BEGIN RAW DATA

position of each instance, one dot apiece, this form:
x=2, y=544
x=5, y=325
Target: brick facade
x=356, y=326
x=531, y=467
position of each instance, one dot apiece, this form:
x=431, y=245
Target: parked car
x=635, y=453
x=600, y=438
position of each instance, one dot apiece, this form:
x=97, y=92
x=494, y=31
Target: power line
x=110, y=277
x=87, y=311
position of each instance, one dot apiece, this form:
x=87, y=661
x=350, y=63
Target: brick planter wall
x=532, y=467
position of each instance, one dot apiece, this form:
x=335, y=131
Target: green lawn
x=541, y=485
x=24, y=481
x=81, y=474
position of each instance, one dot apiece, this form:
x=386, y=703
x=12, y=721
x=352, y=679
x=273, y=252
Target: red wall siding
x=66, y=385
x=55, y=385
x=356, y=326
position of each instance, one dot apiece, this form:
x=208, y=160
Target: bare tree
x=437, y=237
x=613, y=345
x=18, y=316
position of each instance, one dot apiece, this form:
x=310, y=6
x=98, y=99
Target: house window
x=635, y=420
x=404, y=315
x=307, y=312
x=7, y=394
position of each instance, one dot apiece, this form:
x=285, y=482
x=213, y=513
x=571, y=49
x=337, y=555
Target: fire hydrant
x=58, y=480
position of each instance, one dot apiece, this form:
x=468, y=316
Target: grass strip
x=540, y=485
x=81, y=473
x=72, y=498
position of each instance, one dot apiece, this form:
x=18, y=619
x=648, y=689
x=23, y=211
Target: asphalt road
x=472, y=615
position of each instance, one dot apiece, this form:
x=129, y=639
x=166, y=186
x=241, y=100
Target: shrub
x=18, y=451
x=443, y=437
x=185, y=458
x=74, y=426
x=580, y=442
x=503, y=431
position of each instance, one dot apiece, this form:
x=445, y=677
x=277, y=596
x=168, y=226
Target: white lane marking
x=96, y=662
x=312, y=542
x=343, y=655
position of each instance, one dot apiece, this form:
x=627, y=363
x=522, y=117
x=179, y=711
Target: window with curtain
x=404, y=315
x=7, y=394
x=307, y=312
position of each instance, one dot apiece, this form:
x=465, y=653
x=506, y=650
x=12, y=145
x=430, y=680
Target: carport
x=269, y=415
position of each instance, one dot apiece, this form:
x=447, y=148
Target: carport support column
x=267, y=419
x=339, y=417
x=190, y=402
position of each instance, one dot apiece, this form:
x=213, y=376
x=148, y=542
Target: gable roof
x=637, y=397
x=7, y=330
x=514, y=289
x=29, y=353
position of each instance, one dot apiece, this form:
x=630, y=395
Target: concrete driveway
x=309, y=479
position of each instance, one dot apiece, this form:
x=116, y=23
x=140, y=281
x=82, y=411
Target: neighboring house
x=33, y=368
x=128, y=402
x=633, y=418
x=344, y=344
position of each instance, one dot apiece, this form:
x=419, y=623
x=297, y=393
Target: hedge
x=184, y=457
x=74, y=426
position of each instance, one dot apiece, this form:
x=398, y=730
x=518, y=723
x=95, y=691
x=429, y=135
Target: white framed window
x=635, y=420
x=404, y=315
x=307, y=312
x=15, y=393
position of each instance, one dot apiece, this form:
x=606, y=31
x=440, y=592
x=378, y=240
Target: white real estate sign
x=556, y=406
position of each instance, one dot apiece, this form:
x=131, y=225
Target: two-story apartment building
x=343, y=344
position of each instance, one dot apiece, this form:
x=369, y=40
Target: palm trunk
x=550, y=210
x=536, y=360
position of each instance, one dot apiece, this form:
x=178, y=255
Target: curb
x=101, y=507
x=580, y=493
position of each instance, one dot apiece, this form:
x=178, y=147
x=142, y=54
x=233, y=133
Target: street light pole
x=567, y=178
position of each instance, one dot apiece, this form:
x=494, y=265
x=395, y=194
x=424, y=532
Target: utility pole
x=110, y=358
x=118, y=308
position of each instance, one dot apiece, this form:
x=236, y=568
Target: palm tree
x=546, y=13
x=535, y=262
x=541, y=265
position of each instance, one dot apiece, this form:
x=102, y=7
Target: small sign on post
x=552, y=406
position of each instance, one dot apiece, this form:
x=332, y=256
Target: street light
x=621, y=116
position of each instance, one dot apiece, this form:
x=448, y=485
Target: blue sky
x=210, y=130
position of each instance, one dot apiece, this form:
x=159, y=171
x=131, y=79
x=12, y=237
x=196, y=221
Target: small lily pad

END RAW DATA

→ TASK STATEMENT
In the listing above, locate the line with "Target: palm trunk" and the line with "x=233, y=133", then extract exactly those lines and every line between them, and nothing more.

→ SOLUTION BELOW
Target: palm trunk
x=550, y=210
x=536, y=360
position of each instance, one dot apiece, this form:
x=178, y=255
Target: curb
x=101, y=507
x=580, y=493
position of each instance, one dot apiece, this form:
x=178, y=147
x=142, y=54
x=233, y=133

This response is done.